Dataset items
..............................
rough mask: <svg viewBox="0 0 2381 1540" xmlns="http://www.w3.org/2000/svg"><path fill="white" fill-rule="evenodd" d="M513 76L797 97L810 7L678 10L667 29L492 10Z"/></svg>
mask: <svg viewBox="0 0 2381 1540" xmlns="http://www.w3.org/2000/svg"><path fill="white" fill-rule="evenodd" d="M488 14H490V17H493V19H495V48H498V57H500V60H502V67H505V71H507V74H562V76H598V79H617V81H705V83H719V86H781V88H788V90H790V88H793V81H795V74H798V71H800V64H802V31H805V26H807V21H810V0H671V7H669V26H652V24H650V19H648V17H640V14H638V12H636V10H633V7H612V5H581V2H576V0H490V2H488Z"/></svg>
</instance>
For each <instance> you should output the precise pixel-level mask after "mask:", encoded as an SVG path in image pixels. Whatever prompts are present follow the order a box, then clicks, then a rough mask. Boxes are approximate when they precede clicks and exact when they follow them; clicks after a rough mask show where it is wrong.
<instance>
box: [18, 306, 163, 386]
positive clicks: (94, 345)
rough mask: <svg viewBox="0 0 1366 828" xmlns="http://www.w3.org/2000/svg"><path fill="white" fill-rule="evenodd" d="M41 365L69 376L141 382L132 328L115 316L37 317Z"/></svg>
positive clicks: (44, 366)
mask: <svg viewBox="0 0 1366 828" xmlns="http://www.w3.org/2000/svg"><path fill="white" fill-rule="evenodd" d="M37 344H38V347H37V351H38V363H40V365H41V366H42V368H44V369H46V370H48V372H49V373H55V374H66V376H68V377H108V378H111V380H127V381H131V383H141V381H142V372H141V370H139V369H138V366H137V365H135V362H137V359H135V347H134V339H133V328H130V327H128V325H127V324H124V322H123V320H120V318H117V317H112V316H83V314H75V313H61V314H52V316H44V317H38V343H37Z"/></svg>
..............................
:: EXERCISE DIRECTIONS ::
The result is a copy of every line above where the word "instance" shows up.

:: RESULT ::
</instance>
For each <instance> you should output the precise pixel-level mask after "mask:", encoded as an SVG path in image pixels. Whatever prompts are present follow the order a box, then clicks, then a rough mask. Boxes are approximate when they precede clicks and exact when they follow them; clicks after a rough mask show where it is wrong.
<instance>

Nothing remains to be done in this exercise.